◆ 作業内容 ◆
下にある本多灯のインタビュー記事を、一字も変えずに全文書き写すこと。
------ 選択テキスト ------
本多灯が語るパリオリンピック後とこれから 「2カ月のオフで自分の気持ちをすべて壊した」
本多灯インタビュー(3)
パリ五輪、競泳男子200メートルバタフライでまさかの予選敗退に終わった本多灯(22歳、イトマン東進)。競泳はチームで動いているため、自身の種目が終わったからといって自由に帰国できるわけではない。帰国まで時間があったなかで、現地でどのような思いで過ごしていたのかも気になるところだった。
競技終了後の心境について、本多はこう振り返る。
「正直、最悪というか、しんどかったです(苦笑)。みんな自分にどう声をかけていいかわからず、SNSなどでも、いろいろ考えてメッセージを送ってくれたんだと思いますが、返信するのがつらくて......。チームメートの応援に行かなければならないのですが、レースを見るのは気持ち的にキツかったです。日本に帰りたいというのではなく、しばらくはそっとしておいてほしかった。
ただ、コーチとか練習仲間、友達に会えば、みんな温かく迎えてくれたことには救われました。少し時間が経ったいまは、話のネタになっているというか、『パリで何やらかしたん?』とイジられても、笑って返せるようになりました」
予選敗退に終わったパリ五輪を振り返る本多灯と堀之内徹コーチ photo by Kishimoto Tsutomuこの記事に関連する写真を見る 帰国後は長期休暇を取っていたとのことだが、どんな風に過ごしていたのか。
------ 抽出データ ------
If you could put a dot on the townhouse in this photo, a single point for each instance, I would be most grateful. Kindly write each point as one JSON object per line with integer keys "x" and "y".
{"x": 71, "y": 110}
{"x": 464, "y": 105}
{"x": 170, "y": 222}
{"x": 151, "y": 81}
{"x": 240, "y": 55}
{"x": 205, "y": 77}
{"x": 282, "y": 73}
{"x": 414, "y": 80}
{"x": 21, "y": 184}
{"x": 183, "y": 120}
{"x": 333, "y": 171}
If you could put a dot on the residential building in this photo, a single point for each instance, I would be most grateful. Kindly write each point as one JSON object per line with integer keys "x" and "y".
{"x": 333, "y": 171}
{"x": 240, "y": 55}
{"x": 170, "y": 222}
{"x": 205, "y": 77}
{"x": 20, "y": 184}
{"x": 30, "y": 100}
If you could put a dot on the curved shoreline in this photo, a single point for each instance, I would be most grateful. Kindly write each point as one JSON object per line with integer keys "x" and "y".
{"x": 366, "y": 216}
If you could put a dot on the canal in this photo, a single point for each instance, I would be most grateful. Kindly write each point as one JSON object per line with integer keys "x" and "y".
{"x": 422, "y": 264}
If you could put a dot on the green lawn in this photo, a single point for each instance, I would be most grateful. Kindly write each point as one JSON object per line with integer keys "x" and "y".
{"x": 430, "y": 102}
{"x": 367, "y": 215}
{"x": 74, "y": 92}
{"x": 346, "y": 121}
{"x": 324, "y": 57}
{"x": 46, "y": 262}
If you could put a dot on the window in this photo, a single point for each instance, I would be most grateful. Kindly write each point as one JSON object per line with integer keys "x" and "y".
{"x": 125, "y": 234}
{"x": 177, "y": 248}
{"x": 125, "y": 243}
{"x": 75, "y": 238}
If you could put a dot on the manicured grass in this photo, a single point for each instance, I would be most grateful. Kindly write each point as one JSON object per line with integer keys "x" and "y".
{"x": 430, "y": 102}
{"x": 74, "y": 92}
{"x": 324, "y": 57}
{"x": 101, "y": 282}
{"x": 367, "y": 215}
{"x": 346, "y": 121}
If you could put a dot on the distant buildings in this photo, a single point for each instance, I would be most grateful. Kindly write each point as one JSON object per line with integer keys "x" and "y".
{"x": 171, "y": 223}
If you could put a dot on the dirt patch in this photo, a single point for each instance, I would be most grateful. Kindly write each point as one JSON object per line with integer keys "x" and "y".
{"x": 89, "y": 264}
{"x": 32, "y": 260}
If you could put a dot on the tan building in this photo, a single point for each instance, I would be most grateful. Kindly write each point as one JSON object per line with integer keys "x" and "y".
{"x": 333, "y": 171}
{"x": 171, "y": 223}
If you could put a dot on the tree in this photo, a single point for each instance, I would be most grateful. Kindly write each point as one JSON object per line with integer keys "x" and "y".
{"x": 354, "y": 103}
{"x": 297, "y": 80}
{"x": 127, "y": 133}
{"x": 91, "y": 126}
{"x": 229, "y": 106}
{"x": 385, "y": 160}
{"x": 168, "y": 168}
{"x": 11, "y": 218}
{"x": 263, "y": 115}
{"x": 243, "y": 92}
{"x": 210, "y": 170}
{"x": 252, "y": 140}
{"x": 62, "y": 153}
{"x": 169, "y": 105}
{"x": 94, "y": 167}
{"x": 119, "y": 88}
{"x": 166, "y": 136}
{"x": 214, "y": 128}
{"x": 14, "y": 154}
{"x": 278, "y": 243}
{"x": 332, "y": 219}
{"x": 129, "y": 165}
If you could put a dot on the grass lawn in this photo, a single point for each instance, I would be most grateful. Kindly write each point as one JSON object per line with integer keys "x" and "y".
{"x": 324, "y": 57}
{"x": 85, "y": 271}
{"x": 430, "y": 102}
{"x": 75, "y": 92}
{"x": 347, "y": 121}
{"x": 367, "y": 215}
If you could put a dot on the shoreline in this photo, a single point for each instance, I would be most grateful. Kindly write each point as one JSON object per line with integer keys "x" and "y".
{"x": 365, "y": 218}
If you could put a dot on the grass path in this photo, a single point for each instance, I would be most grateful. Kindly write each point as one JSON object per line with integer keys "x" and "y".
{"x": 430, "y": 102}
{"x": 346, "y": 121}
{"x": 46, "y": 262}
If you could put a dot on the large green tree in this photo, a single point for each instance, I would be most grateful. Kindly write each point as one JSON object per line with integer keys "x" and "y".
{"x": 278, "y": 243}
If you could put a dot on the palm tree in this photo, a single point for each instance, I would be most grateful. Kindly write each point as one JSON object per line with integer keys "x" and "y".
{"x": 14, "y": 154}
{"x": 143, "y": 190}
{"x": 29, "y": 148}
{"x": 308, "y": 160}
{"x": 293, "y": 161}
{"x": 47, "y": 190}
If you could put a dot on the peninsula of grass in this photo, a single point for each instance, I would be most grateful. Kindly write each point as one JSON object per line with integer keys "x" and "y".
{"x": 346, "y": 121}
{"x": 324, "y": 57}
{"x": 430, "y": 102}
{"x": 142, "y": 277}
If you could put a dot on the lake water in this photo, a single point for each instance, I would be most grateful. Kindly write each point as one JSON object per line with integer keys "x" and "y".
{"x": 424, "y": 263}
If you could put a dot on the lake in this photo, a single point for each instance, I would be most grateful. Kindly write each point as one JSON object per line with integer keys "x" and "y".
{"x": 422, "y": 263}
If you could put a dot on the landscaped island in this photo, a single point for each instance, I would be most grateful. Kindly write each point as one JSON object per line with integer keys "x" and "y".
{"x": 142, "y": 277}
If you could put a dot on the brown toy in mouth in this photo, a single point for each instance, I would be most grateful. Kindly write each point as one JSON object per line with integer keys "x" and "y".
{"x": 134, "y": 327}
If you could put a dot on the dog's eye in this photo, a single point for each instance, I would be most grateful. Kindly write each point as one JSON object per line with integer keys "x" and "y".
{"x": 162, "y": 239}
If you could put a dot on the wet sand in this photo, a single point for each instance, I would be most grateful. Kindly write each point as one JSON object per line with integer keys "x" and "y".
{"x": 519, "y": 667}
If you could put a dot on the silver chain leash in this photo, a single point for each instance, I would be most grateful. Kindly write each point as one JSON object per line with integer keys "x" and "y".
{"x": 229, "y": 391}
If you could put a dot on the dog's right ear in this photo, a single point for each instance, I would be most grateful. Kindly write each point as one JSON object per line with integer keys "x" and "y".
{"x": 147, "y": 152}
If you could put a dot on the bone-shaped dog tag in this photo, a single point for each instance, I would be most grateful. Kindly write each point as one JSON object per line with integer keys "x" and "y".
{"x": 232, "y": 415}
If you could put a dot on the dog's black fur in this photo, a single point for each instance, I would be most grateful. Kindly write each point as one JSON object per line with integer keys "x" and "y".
------
◆ 回答 ◆
本多灯が語るパリオリンピック後とこれから 「2カ月のオフで自分の気持ちをすべて壊した」
本多灯インタビュー(3)
パリ五輪、競泳男子200メートルバタフライでまさかの予選敗退に終わった本多灯(22歳、イトマン東進)。競泳はチームで動いているため、自身の種目が終わったからといって自由に帰国できるわけではない。帰国まで時間があったなかで、現地でどのような思いで過ごしていたのかも気になるところだった。
競技終了後の心境について、本多はこう振り返る。
「正直、最悪というか、しんどかったです(苦笑)。みんな自分にどう声をかけていいかわからず、SNSなどでも、いろいろ考えてメッセージを送ってくれたんだと思いますが、返信するのがつらくて......。チームメートの応援に行かなければならないのですが、レースを見るのは気持ち的にキツかったです。日本に帰りたいというのではなく、しばらくはそっとしておいてほしかった。
ただ、コーチとか練習仲間、友達に会えば、みんな温かく迎えてくれたことには救われました。少し時間が経ったいまは、話のネタになっているというか、『パリで何やらかしたん?』とイジられても、笑って返せるようになりました」
予選敗退に終わったパリ五輪を振り返る本多灯と堀之内徹コーチ photo by Kishimoto Tsutomuこの記事に関連する写真を見る 帰国後は長期休暇を取っていたとのことだが、どんな風に過ごしていたのか。